= WHAT YOU ARE ASKED TO DO =
Report how many lines in the listing below contain the word "ceiling", and give only the number. Case counts.

= = = = =

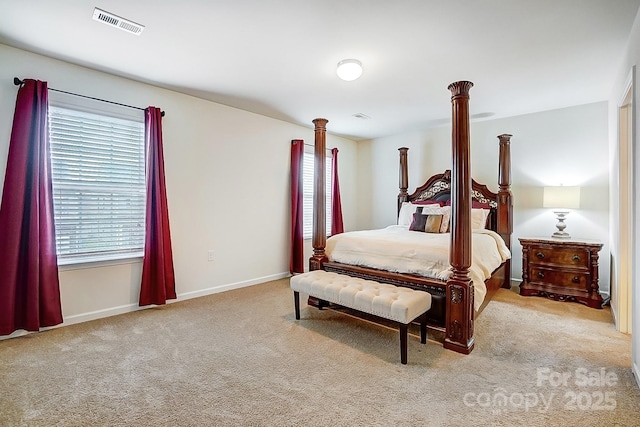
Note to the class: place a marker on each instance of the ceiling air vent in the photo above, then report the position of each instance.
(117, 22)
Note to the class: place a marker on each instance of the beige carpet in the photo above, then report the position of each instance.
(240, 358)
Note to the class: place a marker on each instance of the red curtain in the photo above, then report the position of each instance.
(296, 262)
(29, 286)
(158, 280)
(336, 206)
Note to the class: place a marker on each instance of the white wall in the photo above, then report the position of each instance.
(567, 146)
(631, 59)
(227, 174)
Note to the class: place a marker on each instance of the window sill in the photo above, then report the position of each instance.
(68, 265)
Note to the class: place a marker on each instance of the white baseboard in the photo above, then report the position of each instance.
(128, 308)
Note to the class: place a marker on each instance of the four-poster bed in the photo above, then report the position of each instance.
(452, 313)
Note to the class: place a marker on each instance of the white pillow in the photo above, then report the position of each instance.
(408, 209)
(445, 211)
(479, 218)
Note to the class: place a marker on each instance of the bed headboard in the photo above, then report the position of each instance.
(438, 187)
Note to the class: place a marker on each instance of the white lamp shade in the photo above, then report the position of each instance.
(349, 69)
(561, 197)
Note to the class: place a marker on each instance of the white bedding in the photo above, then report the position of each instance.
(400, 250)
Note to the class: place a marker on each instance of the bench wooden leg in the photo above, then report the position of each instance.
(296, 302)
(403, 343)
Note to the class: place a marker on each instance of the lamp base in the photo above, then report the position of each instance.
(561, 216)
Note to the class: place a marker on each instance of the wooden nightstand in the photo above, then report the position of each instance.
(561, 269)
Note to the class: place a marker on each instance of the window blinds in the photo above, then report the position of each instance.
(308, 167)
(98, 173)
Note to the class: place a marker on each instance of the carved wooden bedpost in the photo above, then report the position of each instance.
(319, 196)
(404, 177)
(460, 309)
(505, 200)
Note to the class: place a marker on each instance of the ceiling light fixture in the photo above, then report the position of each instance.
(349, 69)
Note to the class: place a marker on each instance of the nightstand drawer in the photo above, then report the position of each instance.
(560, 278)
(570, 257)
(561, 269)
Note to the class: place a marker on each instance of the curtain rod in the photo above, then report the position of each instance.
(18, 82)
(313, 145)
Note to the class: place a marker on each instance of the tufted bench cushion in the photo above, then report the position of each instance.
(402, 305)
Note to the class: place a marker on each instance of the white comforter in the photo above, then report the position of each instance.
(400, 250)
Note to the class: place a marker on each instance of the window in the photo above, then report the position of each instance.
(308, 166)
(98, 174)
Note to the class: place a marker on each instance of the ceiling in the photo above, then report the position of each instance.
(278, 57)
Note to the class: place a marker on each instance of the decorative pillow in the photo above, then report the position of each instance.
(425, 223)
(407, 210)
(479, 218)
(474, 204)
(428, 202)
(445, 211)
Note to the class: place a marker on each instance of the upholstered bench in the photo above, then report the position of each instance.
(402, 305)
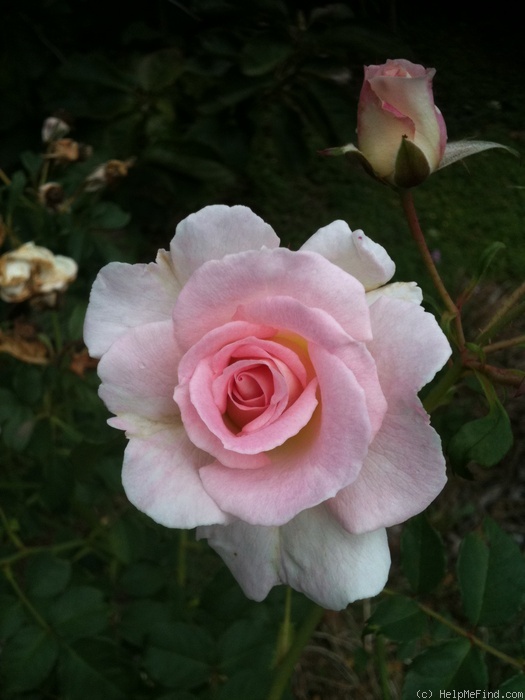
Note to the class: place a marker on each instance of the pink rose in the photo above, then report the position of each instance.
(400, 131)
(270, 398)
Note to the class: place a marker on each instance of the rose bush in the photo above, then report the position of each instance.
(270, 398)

= = = = =

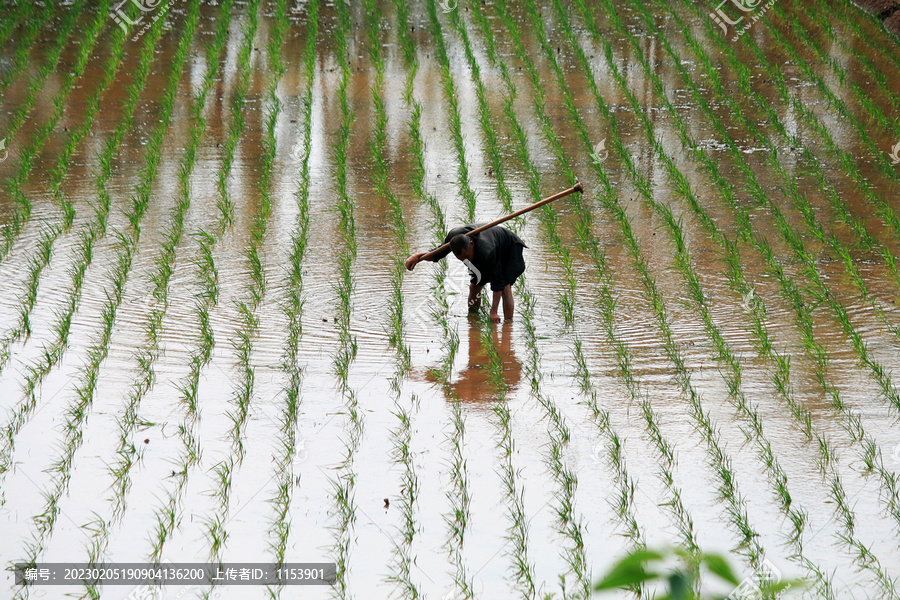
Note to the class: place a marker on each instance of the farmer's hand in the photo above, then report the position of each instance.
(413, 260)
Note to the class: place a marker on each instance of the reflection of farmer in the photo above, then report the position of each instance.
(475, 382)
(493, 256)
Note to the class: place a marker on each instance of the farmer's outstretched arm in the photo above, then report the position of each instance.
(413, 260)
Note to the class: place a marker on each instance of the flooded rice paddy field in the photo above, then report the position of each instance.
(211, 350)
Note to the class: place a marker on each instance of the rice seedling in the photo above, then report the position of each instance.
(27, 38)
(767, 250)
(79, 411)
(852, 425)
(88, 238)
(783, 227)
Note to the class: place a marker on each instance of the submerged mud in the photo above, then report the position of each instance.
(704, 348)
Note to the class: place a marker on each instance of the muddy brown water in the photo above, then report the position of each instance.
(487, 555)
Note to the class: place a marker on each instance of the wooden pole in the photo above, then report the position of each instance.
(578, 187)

= = = = =

= WRITTEN SOLUTION =
3